### 题目
统计下列条目中含有字符串“cricket”的行数，只写出数字。

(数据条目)
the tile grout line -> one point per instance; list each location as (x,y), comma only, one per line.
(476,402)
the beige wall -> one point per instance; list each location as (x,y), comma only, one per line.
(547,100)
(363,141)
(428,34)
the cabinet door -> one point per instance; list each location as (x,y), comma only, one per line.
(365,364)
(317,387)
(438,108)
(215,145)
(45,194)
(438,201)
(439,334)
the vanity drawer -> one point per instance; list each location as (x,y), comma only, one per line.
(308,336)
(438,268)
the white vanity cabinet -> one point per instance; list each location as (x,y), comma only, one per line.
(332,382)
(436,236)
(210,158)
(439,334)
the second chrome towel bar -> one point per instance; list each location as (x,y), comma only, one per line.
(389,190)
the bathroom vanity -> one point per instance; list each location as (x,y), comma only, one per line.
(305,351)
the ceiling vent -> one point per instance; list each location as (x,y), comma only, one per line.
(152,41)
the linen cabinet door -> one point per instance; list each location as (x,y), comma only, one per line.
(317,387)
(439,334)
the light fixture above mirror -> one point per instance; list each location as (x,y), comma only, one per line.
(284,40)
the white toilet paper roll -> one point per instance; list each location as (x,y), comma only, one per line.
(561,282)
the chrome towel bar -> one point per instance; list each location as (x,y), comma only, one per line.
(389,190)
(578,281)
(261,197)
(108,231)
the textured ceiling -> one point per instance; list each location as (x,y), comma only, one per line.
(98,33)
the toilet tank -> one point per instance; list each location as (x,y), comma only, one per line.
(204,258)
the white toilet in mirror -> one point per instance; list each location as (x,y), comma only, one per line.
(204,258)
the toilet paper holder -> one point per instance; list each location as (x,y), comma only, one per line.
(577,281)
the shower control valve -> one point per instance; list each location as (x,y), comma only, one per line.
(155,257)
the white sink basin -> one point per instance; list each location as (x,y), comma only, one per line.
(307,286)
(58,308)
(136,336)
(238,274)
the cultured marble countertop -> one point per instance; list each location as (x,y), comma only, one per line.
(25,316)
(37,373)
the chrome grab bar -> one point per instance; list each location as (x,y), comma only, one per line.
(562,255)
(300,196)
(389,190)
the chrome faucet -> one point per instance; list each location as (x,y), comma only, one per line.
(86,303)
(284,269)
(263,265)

...

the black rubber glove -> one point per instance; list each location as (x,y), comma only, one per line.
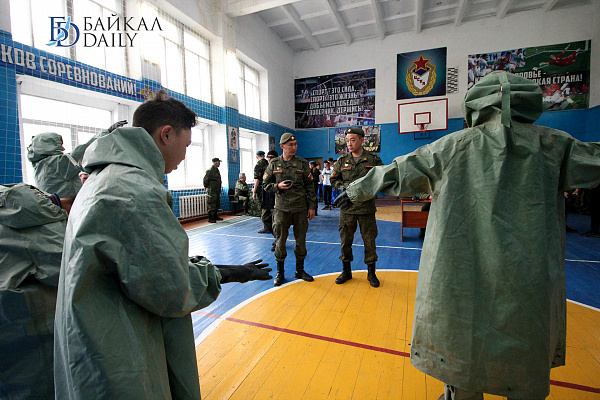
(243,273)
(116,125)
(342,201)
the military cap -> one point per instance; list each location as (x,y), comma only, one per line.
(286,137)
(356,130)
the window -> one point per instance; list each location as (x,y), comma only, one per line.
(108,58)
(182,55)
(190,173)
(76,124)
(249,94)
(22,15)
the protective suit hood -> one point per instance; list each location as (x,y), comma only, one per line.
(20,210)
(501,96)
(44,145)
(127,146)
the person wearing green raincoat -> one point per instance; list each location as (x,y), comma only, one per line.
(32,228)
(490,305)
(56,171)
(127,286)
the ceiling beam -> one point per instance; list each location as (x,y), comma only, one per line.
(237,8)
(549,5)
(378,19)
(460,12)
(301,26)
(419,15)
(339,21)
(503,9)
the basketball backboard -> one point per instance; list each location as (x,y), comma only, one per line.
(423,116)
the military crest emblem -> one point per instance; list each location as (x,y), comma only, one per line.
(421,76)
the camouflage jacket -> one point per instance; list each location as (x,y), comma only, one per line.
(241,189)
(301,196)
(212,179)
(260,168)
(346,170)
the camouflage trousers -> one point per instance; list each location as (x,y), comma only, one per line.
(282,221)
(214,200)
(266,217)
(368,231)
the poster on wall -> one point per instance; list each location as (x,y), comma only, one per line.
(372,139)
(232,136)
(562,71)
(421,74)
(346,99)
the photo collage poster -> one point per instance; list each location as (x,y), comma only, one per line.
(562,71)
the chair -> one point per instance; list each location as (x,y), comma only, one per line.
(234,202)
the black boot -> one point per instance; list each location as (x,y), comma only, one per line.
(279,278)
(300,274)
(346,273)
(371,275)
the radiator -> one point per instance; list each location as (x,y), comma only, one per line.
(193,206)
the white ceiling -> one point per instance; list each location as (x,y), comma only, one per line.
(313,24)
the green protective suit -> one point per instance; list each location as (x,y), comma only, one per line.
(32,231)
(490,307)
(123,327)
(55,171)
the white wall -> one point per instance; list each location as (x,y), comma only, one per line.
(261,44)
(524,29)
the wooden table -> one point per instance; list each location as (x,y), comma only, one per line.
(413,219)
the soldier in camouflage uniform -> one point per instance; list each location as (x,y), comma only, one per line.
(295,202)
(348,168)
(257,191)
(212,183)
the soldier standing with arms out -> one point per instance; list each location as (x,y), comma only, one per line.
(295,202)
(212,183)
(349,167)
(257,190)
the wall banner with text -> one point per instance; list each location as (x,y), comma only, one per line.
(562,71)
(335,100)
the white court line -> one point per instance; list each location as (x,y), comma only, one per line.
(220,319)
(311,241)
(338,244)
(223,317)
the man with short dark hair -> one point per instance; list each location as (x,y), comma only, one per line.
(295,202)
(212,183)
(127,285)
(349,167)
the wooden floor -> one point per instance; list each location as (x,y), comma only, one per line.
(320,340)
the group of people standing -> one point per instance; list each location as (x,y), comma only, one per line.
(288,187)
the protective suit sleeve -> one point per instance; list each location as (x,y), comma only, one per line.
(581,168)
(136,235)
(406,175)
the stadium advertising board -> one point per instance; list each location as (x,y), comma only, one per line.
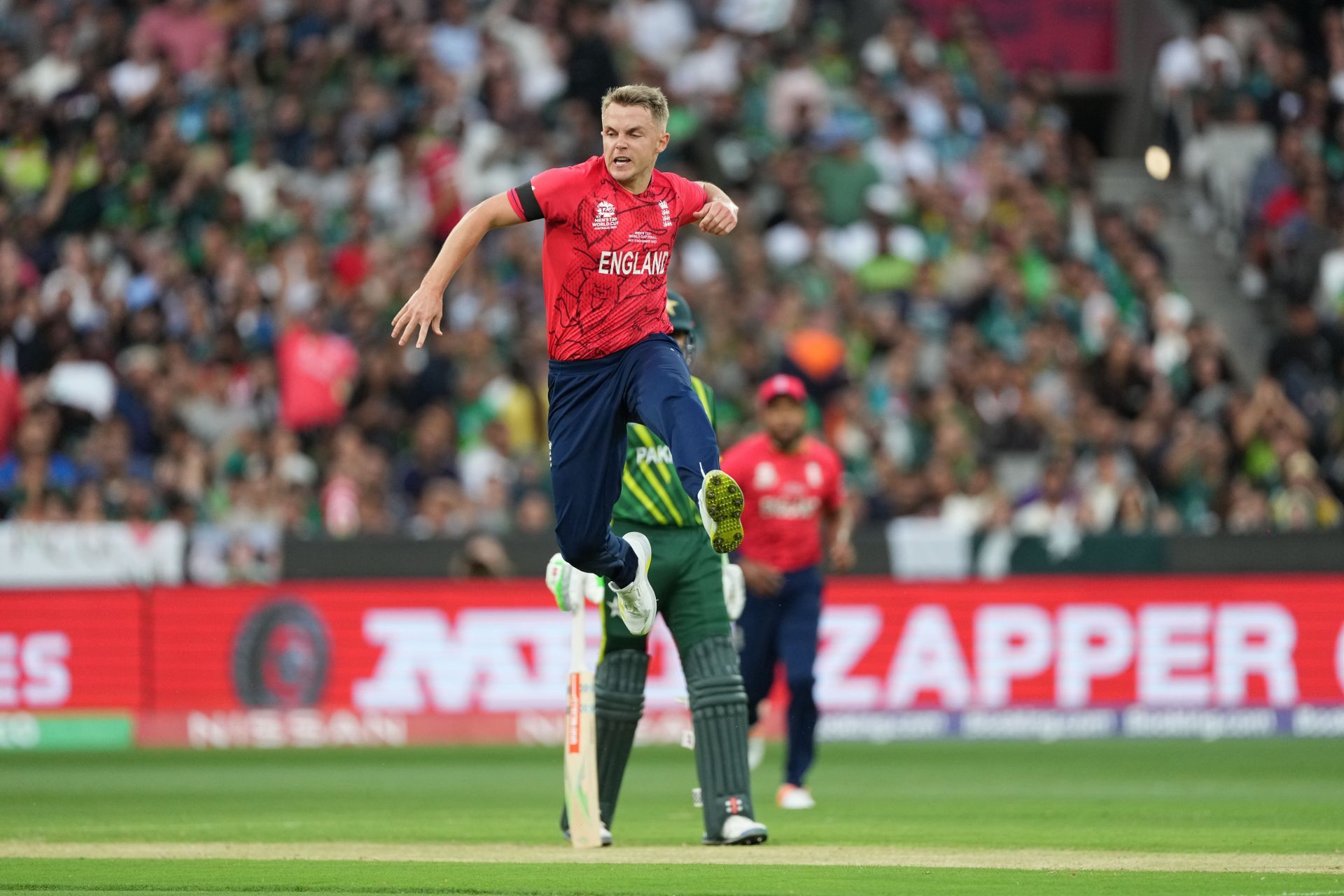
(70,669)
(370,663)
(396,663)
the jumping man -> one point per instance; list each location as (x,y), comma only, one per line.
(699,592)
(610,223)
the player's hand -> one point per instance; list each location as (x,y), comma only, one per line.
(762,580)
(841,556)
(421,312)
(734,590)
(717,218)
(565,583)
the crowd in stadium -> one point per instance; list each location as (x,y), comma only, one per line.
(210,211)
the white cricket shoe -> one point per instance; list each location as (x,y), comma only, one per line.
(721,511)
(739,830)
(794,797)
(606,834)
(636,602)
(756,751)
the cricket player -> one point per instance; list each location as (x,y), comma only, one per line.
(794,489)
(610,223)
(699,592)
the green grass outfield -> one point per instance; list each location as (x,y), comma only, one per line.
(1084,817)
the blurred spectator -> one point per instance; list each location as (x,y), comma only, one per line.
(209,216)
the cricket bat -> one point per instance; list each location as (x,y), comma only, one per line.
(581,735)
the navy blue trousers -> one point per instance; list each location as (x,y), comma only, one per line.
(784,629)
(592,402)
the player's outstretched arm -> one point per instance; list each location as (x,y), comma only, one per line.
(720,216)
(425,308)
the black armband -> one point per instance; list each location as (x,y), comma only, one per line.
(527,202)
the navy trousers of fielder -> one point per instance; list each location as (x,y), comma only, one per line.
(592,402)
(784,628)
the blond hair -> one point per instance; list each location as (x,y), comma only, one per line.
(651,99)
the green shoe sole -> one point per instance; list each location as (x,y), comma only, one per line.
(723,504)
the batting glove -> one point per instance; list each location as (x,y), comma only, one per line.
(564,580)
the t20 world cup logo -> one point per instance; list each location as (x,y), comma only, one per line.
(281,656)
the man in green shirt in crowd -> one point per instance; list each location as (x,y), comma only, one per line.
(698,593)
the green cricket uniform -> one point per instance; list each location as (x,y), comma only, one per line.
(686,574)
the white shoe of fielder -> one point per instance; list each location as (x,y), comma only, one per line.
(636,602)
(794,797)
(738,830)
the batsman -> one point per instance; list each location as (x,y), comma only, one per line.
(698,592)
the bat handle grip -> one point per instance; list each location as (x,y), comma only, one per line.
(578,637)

### 练习答案
4